Segment Start: Document excerpt

Lorenzo Flores Amaya hid his wife Josefina and daughter Xiomara, then just 2-years-old, in a hole in the ground, promising to return. But he was killed in the subsequent gun battle between the government troops and the Farabundo Marti (FMLN) guerrillas he was fighting for.

The soldiers found his wife and daughter, and police officers in San Vicente removed the little girl from her mother.
“A policeman took her away from me and I never saw her again,” Josefina said. Xiomara was later passed on to another family. “I can remember very little,” she said.

“But I know that a police officer stole me and gave me to my adoptive mother. She baptised me under the name Carolina.”

The little girl grew up with her new family in Santa Ana in the west of El Salvador. “I had a normal life with my adoptive mother. She died four years ago,” Xiomara said.

“I am now married, have three children and dedicate myself to taking care of them.” Josefina and Xiomara were reunited by the organisation Pro Busqueda, which was founded in 1993 by the Jesuit priest Jon Cortina to look for children kidnapped during the 1980-92 civil war.

A DNA test confirmed that Josefina and Xiomara, who look very similar, are indeed mother and daughter. Pro Busqueda has collected information on around 800 child abductions and cleared up some 300 so far.

Child abduction was part of the scorched earth strategy of Salvadorean government forces during the 12-year war.

The aim was to demoralise the communities they saw as providing a “social basis” for the guerrillas, although around 10% of the abductions were carried out by the rebels themselves, according to Pro Busqueda. Josefina and her daughter now plan to make up for lost time.

“Now that I have got to know my mother and my brothers and sisters, I want to catch up on the times I have missed,” Xiomara said. “Thank God we can do that now.”

Segment End: Document excerpt
Segment Start: Given entries

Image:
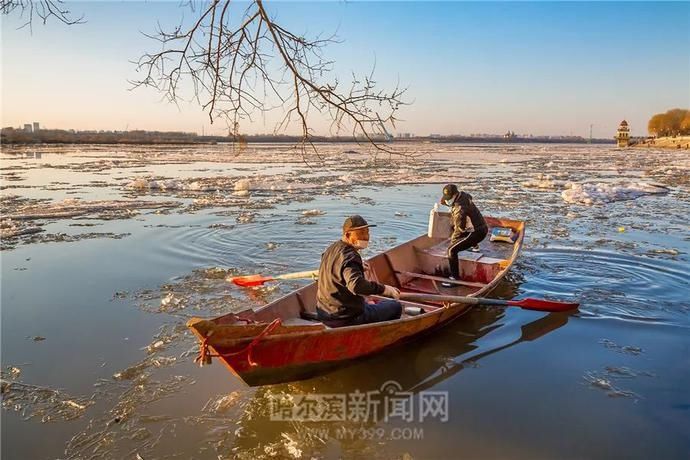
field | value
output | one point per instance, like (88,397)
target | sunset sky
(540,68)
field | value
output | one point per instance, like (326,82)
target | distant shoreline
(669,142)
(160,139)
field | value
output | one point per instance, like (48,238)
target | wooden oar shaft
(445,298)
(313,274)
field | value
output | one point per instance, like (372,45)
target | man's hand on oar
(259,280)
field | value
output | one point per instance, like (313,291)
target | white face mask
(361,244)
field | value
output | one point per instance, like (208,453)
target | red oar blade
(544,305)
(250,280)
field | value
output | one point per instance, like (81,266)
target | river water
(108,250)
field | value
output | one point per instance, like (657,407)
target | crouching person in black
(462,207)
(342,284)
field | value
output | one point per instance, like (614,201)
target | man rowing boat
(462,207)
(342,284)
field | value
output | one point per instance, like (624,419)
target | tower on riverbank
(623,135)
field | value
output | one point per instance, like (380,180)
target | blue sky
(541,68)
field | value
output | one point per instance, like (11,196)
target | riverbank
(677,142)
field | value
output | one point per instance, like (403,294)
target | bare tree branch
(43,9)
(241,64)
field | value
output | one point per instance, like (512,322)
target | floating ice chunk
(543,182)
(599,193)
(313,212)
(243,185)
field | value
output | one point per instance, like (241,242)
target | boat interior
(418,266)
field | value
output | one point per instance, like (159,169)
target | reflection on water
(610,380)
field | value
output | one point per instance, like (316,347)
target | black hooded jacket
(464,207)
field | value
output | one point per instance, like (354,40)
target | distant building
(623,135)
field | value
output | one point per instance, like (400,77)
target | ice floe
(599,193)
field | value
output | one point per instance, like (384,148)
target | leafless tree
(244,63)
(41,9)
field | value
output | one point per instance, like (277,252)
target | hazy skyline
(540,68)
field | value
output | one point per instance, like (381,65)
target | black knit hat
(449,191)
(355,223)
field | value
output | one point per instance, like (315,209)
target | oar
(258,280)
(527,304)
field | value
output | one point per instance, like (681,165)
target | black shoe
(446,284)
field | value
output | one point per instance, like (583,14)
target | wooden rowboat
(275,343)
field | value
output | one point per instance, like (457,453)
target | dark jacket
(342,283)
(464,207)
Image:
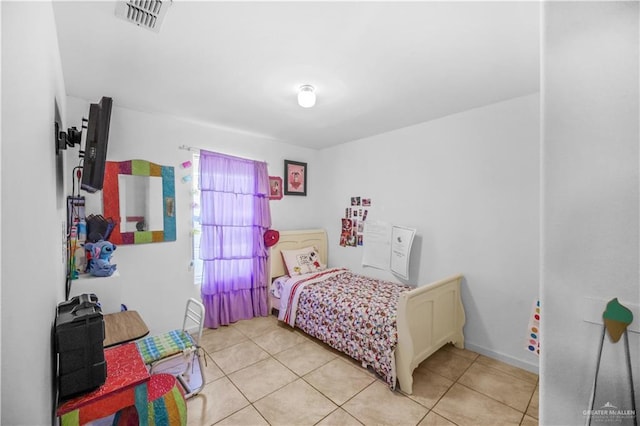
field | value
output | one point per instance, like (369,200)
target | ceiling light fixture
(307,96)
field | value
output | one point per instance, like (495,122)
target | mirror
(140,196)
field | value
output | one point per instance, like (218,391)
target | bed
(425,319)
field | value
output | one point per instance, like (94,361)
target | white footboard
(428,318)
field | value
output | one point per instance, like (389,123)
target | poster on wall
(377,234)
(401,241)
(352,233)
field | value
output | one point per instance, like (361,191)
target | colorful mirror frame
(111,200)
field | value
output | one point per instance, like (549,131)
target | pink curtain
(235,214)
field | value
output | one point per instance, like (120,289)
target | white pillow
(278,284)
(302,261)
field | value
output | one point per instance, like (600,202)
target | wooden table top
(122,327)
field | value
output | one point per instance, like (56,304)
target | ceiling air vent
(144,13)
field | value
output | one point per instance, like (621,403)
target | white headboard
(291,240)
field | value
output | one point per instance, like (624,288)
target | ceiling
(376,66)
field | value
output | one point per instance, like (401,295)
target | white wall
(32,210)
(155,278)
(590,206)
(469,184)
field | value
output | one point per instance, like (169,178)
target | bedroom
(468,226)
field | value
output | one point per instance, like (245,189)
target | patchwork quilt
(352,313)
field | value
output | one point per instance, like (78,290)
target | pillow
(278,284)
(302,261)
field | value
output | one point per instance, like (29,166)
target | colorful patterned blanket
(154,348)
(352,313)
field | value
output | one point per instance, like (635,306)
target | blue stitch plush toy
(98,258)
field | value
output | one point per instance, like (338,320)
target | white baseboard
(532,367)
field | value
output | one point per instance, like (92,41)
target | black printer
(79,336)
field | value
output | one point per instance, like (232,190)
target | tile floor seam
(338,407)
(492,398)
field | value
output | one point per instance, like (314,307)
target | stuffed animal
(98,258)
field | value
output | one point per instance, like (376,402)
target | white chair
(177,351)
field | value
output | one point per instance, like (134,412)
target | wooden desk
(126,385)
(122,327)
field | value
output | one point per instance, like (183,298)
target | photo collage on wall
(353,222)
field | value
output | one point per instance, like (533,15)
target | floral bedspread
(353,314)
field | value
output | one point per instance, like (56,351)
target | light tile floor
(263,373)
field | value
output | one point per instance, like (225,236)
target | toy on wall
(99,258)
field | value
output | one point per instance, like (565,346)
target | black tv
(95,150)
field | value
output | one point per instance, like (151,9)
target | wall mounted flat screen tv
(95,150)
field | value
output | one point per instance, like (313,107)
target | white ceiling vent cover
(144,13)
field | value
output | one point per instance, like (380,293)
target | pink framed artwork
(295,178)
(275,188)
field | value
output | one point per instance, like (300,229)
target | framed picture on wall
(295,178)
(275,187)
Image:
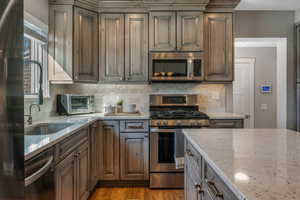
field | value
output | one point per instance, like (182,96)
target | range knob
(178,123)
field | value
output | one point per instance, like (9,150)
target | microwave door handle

Segment End: Given entries

- [Task instructions]:
A: List every place name mentioned in the excerpt about the reunited mother and daughter.
B: In the excerpt about the reunited mother and daughter, rewrite the paragraph beginning "The aim was to demoralise" as a short bulleted list that keeps its main facts.
C: According to the excerpt about the reunited mother and daughter, in what year was Pro Busqueda founded, and by whom?

- [Problem solutions]:
A:
San Vicente
Santa Ana
El Salvador

B:
- The aim was to demoralize communities the government forces saw as a "social basis" for the guerrillas.
- According to Pro Busqueda, about 10% of the abductions were carried out by the rebels themselves.
- Josefina and her daughter now plan to make up for lost time.

C: Pro Busqueda was founded in 1993 by the Jesuit priest Jon Cortina.